- _TASK DESCRIPTION_:
What follows is a set of records; restate each one word for word and drop the pictures.

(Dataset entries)
* * * * *

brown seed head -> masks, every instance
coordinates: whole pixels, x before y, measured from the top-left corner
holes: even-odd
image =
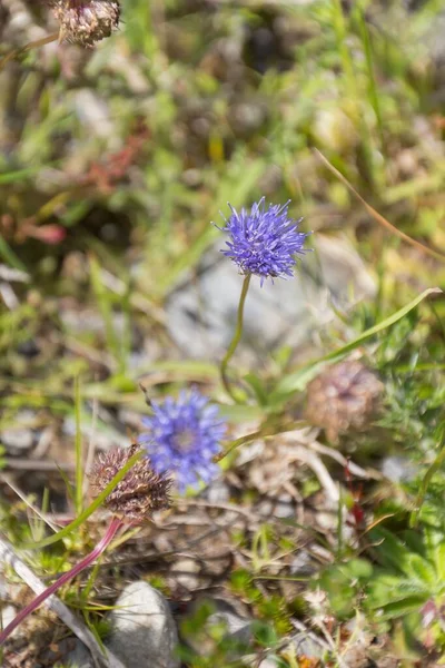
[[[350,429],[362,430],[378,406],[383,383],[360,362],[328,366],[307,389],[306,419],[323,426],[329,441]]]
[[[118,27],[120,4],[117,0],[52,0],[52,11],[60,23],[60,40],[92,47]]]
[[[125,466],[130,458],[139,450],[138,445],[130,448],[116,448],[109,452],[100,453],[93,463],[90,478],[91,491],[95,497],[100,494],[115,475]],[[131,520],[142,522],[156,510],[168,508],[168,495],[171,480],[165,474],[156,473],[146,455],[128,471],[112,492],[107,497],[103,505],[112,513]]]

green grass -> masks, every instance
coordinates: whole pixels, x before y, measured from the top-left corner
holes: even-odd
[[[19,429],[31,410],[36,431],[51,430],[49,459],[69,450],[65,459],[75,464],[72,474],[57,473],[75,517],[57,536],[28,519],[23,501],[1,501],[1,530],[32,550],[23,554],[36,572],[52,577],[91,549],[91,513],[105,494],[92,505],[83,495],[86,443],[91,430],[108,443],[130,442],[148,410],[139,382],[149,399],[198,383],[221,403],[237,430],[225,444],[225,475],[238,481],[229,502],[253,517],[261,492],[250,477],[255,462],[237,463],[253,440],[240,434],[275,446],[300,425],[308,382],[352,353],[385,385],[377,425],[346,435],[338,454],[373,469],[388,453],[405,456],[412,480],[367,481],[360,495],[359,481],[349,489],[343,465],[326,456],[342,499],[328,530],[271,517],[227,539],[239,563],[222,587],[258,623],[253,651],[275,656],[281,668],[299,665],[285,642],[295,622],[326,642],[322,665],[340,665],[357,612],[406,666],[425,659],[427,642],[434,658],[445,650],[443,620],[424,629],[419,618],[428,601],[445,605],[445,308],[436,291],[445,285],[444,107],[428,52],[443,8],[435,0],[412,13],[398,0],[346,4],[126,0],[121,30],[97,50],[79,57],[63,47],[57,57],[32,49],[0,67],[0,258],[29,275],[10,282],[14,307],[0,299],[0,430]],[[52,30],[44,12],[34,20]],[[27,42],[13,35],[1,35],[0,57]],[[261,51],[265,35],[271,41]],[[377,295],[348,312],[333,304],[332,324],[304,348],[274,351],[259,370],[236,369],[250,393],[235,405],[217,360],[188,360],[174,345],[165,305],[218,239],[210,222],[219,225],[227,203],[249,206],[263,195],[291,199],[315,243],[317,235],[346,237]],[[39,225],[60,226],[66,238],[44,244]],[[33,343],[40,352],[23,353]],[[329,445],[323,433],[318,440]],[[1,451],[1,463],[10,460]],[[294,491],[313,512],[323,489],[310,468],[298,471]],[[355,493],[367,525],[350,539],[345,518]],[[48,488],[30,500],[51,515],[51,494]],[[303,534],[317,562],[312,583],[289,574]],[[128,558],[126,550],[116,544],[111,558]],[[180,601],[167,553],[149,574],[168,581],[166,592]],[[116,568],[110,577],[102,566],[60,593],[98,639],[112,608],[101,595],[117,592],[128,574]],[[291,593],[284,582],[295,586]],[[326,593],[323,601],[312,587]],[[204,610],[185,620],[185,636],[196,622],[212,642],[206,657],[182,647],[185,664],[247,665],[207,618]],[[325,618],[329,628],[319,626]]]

* * * * *

- _OUTPUT FOR THIS EXERCISE_:
brown seed head -> masks, every instance
coordinates: whole pixels, x before y, measured from the top-left corner
holes: even-odd
image =
[[[350,429],[362,430],[378,406],[383,383],[360,362],[328,366],[307,389],[306,419],[323,426],[329,441]]]
[[[118,27],[120,4],[117,0],[52,0],[52,11],[60,23],[60,40],[92,47]]]
[[[125,466],[130,458],[139,450],[138,445],[130,448],[116,448],[109,452],[100,453],[93,463],[90,478],[91,491],[95,497],[100,494],[115,475]],[[131,520],[142,522],[156,510],[168,508],[168,495],[171,480],[165,474],[156,473],[146,455],[128,471],[112,492],[107,497],[103,505],[112,513]]]

green grass -> masks, every instance
coordinates: whole pixels, x before y, measured from the top-left corner
holes: even-odd
[[[19,429],[31,410],[36,431],[51,430],[49,459],[69,450],[65,459],[75,464],[72,474],[57,473],[75,517],[57,536],[28,519],[23,501],[1,501],[1,530],[32,550],[23,554],[36,572],[52,577],[91,549],[91,513],[105,494],[92,505],[83,495],[86,443],[91,430],[108,443],[130,442],[148,410],[139,382],[149,399],[198,383],[221,403],[237,430],[225,444],[225,475],[238,481],[229,502],[253,517],[261,492],[250,477],[255,462],[237,463],[253,440],[240,434],[275,446],[300,425],[308,382],[352,353],[385,385],[377,425],[346,435],[338,454],[373,469],[388,453],[405,456],[412,480],[367,481],[360,495],[359,481],[349,489],[343,465],[326,456],[342,499],[328,530],[271,517],[227,539],[239,563],[222,587],[258,623],[253,651],[275,656],[281,668],[299,665],[285,642],[295,622],[326,642],[322,665],[340,665],[357,612],[406,666],[425,659],[427,642],[434,658],[445,650],[443,620],[424,629],[419,618],[428,601],[445,605],[445,308],[436,291],[445,285],[444,107],[428,52],[443,8],[435,0],[412,13],[398,0],[346,4],[126,0],[121,30],[97,50],[79,57],[63,47],[57,57],[32,49],[0,67],[0,258],[29,275],[10,282],[14,307],[0,299],[0,430]],[[52,30],[44,12],[34,20]],[[27,42],[13,35],[1,35],[0,57]],[[261,51],[265,35],[271,41]],[[377,295],[348,312],[333,304],[332,324],[304,348],[274,351],[259,370],[236,369],[250,393],[235,405],[217,360],[188,360],[174,345],[165,305],[218,239],[210,222],[219,225],[227,203],[249,206],[263,195],[291,199],[315,243],[317,235],[346,237]],[[39,225],[60,226],[66,238],[44,244]],[[33,343],[40,352],[23,353]],[[329,445],[323,433],[318,440]],[[1,451],[1,463],[10,460]],[[294,491],[313,512],[323,489],[310,468],[298,471]],[[355,493],[367,525],[350,539],[345,518]],[[48,488],[30,500],[51,515],[51,494]],[[303,534],[317,562],[312,583],[289,574]],[[128,558],[126,550],[116,544],[111,558]],[[180,601],[167,553],[149,574],[168,581],[166,592]],[[116,568],[110,577],[102,566],[60,593],[98,639],[112,608],[101,595],[117,592],[128,574]],[[291,593],[284,582],[295,586]],[[326,593],[323,601],[312,587]],[[204,610],[185,620],[185,636],[196,622],[212,642],[206,657],[182,647],[185,664],[247,665],[207,618]],[[325,618],[329,628],[319,626]]]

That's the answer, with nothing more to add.